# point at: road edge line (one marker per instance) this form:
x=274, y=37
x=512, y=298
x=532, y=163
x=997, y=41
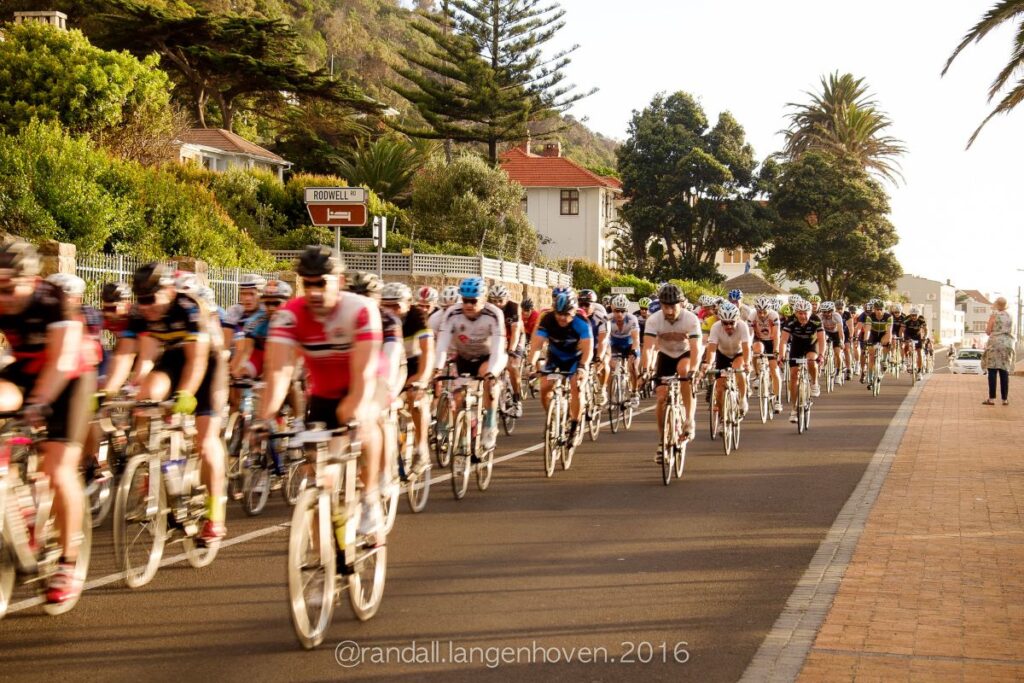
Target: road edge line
x=781, y=654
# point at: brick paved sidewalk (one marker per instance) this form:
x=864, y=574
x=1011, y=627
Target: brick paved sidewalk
x=935, y=591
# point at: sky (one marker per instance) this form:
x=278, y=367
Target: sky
x=957, y=213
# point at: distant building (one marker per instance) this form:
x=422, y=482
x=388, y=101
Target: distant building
x=938, y=302
x=573, y=210
x=220, y=151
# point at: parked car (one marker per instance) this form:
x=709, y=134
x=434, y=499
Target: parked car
x=968, y=361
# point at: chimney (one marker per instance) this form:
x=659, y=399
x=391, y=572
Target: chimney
x=53, y=17
x=552, y=150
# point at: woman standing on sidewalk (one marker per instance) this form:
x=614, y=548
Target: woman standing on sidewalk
x=998, y=356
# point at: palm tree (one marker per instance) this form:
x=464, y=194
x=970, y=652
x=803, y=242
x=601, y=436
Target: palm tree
x=1007, y=10
x=844, y=120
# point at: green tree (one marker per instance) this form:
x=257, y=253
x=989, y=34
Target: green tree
x=52, y=75
x=470, y=203
x=484, y=77
x=1003, y=12
x=844, y=120
x=692, y=188
x=833, y=227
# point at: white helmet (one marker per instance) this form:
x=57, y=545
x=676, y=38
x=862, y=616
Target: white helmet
x=728, y=312
x=450, y=296
x=71, y=285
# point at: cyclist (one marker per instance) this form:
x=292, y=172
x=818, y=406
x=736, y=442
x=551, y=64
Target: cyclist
x=625, y=336
x=674, y=335
x=878, y=329
x=474, y=331
x=339, y=336
x=808, y=341
x=832, y=323
x=419, y=342
x=570, y=343
x=729, y=343
x=499, y=296
x=766, y=329
x=51, y=381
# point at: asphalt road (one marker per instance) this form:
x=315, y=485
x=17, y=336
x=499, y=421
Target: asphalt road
x=600, y=573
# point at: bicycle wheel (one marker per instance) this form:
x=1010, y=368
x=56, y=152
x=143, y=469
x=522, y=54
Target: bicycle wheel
x=311, y=567
x=461, y=452
x=552, y=437
x=139, y=522
x=484, y=469
x=366, y=583
x=442, y=431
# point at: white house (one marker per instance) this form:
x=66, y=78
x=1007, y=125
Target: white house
x=938, y=302
x=573, y=210
x=219, y=150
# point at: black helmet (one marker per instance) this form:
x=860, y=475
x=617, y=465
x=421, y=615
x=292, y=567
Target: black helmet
x=19, y=256
x=318, y=260
x=115, y=293
x=151, y=278
x=670, y=294
x=367, y=284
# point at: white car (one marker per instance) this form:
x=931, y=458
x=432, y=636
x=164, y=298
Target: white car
x=968, y=361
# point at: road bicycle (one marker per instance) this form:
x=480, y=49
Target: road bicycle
x=30, y=543
x=326, y=554
x=160, y=496
x=673, y=456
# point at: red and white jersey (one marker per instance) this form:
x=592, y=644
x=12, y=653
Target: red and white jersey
x=327, y=343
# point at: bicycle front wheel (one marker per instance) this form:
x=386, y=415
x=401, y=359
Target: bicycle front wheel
x=311, y=567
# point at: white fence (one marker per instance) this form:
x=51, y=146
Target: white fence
x=443, y=265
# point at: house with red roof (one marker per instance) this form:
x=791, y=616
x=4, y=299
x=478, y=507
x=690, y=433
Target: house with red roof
x=573, y=210
x=219, y=150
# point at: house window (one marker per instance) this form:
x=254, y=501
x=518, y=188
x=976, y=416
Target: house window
x=570, y=203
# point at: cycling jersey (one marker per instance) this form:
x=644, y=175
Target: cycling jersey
x=674, y=338
x=327, y=344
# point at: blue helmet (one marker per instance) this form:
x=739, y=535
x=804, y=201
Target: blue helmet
x=565, y=300
x=472, y=288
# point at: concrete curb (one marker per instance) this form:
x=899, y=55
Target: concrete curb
x=784, y=649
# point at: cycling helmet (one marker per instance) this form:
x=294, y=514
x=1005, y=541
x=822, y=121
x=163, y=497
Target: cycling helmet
x=472, y=288
x=71, y=285
x=115, y=293
x=427, y=295
x=252, y=282
x=278, y=290
x=565, y=302
x=363, y=283
x=19, y=256
x=318, y=260
x=396, y=292
x=728, y=312
x=671, y=294
x=150, y=279
x=450, y=295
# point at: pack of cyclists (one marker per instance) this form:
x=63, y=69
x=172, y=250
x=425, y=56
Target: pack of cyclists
x=349, y=346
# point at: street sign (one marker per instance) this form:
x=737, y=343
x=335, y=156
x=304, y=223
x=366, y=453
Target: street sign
x=336, y=195
x=338, y=215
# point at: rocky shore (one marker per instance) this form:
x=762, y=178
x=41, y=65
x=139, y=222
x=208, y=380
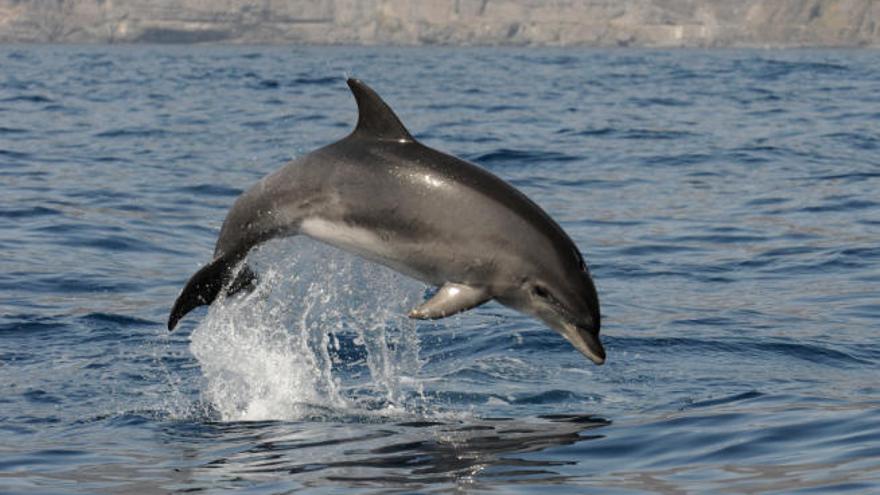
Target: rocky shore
x=603, y=23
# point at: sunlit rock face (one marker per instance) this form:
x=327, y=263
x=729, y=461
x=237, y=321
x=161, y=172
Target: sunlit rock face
x=651, y=23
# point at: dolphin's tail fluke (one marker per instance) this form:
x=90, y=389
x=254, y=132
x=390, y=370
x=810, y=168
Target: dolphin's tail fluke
x=207, y=283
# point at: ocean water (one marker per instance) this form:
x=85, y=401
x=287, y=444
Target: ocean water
x=726, y=201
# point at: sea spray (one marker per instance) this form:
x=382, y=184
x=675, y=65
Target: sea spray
x=324, y=332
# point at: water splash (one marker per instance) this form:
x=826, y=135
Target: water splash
x=324, y=333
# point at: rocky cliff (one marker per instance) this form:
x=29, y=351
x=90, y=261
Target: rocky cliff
x=654, y=23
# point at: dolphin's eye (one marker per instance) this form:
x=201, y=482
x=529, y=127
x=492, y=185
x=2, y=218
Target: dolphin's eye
x=541, y=292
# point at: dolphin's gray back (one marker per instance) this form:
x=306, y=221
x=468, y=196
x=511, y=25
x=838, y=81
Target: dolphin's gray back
x=427, y=214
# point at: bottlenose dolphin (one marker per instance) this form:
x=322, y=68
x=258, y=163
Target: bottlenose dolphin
x=382, y=195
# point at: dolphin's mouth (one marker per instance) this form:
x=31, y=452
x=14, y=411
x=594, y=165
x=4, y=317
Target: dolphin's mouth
x=585, y=341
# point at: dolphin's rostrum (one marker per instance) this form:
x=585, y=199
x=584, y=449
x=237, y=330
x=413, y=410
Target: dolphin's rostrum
x=381, y=194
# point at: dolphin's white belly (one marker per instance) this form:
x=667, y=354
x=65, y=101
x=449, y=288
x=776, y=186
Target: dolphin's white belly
x=367, y=244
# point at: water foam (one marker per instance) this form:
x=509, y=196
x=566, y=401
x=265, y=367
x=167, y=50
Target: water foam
x=325, y=333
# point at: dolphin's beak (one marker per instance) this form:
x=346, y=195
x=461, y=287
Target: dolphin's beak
x=585, y=341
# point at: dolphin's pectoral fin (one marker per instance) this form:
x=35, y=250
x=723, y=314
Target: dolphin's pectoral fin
x=207, y=283
x=449, y=300
x=245, y=281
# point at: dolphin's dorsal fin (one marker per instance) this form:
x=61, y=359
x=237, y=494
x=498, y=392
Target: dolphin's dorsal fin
x=376, y=120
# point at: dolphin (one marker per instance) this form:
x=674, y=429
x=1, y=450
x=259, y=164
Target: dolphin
x=382, y=195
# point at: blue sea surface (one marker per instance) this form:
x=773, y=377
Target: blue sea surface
x=726, y=201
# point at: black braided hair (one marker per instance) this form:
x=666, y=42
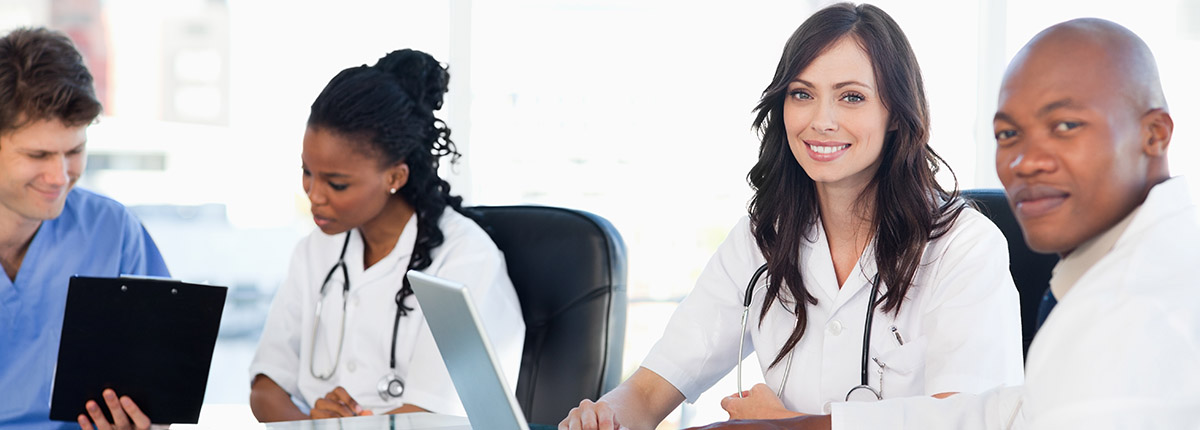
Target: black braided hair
x=389, y=108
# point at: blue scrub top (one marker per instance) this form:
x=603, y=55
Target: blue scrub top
x=95, y=236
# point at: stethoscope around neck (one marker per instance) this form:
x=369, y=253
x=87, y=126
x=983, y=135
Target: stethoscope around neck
x=861, y=392
x=390, y=386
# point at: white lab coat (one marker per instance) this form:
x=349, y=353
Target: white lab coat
x=1117, y=352
x=467, y=256
x=960, y=322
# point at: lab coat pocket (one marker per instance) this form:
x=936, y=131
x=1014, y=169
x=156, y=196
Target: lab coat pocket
x=904, y=369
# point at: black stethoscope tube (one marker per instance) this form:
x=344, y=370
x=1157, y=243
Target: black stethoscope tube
x=867, y=328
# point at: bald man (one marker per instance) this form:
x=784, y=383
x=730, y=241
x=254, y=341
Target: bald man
x=1081, y=138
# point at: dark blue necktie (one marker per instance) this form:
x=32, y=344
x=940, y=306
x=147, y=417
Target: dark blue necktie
x=1045, y=306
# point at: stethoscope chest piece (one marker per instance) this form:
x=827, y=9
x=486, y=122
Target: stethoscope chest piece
x=390, y=387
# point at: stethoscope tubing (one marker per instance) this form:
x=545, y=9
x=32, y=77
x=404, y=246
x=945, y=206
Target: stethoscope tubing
x=867, y=336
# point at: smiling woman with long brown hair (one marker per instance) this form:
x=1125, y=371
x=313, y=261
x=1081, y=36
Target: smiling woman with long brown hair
x=876, y=281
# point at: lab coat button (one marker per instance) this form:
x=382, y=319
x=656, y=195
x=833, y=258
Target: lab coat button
x=835, y=328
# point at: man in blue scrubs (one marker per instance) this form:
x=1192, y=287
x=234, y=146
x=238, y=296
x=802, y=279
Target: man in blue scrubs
x=51, y=230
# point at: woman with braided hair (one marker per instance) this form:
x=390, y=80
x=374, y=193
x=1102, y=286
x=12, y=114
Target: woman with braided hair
x=345, y=336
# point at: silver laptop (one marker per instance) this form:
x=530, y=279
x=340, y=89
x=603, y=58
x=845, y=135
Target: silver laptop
x=468, y=354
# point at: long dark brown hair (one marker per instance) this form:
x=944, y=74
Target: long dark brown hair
x=910, y=207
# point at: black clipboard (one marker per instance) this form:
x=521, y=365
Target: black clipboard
x=147, y=338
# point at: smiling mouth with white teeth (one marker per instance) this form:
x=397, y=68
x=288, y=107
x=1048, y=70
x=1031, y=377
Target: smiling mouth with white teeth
x=823, y=149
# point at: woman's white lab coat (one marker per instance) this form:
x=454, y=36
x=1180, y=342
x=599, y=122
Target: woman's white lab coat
x=960, y=322
x=467, y=256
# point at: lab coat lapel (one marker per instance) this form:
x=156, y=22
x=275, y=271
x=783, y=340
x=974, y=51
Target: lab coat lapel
x=858, y=280
x=396, y=260
x=820, y=279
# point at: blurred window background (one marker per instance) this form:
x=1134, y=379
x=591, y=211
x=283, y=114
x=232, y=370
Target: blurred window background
x=636, y=111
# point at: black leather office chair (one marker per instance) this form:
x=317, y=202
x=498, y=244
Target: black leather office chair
x=569, y=272
x=1031, y=270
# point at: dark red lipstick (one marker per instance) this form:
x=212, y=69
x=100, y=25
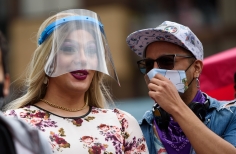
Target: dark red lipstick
x=80, y=74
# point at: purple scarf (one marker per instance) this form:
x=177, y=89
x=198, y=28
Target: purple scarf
x=174, y=139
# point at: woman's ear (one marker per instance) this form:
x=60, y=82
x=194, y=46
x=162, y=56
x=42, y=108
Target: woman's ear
x=198, y=66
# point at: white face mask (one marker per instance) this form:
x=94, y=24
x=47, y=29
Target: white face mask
x=177, y=77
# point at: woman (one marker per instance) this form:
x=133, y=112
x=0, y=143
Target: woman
x=66, y=97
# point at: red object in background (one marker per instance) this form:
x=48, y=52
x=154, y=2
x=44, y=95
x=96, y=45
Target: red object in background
x=217, y=77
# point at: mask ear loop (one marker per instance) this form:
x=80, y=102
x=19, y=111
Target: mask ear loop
x=187, y=70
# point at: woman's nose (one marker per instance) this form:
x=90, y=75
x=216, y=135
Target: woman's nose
x=80, y=58
x=155, y=65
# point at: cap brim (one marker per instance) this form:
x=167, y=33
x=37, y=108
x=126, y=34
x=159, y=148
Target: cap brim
x=139, y=40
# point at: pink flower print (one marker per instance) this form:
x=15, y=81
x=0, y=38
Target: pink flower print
x=87, y=139
x=39, y=114
x=115, y=129
x=119, y=114
x=35, y=121
x=124, y=123
x=23, y=114
x=104, y=127
x=104, y=111
x=141, y=148
x=95, y=150
x=94, y=111
x=77, y=122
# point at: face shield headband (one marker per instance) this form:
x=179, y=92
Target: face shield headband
x=50, y=28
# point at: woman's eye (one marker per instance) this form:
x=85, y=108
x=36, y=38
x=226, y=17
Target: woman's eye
x=68, y=49
x=91, y=49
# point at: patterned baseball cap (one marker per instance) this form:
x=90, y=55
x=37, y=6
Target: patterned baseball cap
x=168, y=31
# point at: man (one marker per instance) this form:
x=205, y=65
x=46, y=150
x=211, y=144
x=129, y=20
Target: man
x=184, y=119
x=16, y=137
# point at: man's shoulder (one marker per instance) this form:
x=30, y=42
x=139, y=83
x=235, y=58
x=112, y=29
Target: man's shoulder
x=220, y=104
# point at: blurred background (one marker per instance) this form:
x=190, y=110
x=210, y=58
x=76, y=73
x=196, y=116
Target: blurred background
x=213, y=21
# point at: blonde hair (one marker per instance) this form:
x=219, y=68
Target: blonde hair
x=98, y=95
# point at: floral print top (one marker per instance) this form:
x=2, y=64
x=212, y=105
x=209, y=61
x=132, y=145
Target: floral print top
x=100, y=131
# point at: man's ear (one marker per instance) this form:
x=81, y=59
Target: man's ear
x=6, y=86
x=198, y=66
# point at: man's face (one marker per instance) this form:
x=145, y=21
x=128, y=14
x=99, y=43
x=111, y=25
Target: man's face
x=158, y=49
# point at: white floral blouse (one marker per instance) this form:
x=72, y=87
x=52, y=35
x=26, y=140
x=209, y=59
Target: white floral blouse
x=100, y=131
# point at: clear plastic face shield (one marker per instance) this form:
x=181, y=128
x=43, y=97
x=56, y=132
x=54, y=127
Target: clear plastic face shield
x=78, y=43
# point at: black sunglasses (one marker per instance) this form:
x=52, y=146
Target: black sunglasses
x=164, y=62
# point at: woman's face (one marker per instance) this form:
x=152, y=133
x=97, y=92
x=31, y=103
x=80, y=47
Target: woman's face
x=77, y=58
x=77, y=52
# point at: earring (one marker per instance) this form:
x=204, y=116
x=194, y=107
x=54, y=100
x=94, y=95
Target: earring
x=45, y=81
x=198, y=82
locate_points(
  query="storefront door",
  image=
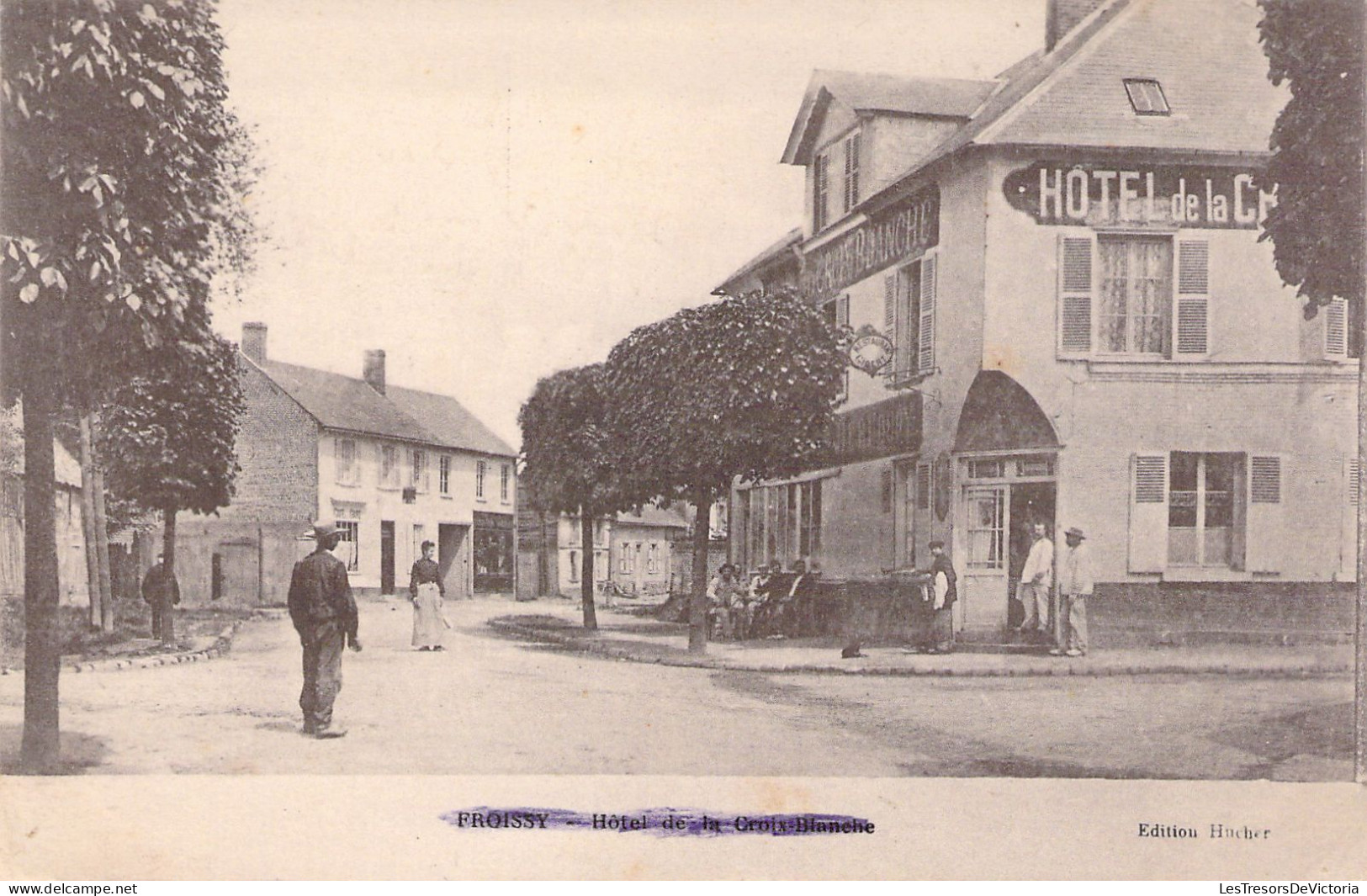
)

_ _ _ _ _

Transcribe the entries verbatim, from the line containing "# point at: lab coat pocket" through the line containing "x=835, y=328".

# point at: lab coat pocket (one marker per instance) this form:
x=936, y=131
x=1014, y=169
x=156, y=196
Target: lab coat pocket
x=904, y=369
# point at: black stethoscope tube (one marker per instance) this form:
x=344, y=370
x=1157, y=243
Target: black stethoscope tube
x=867, y=328
# point at: bald man (one marker per instance) this form:
x=784, y=383
x=730, y=241
x=254, y=341
Target: bald man
x=1081, y=138
# point at: dark blue necktie (one marker per instance) this form:
x=32, y=344
x=940, y=306
x=147, y=417
Target: dark blue necktie
x=1045, y=306
# point at: stethoscope chest piece (one marker per instance) this form:
x=827, y=9
x=486, y=122
Target: stethoscope chest piece
x=390, y=387
# point at: stethoscope tubing (one marker per instance) this form:
x=545, y=9
x=32, y=77
x=404, y=246
x=945, y=206
Target: stethoscope tubing
x=867, y=336
# point at: smiling woman with long brown hair (one marker per instance) this form:
x=1125, y=371
x=313, y=261
x=1081, y=36
Target: smiling woman with long brown hair
x=876, y=281
# point at: lab coat button (one marker per instance) this form:
x=382, y=319
x=656, y=195
x=833, y=258
Target: lab coat button
x=835, y=328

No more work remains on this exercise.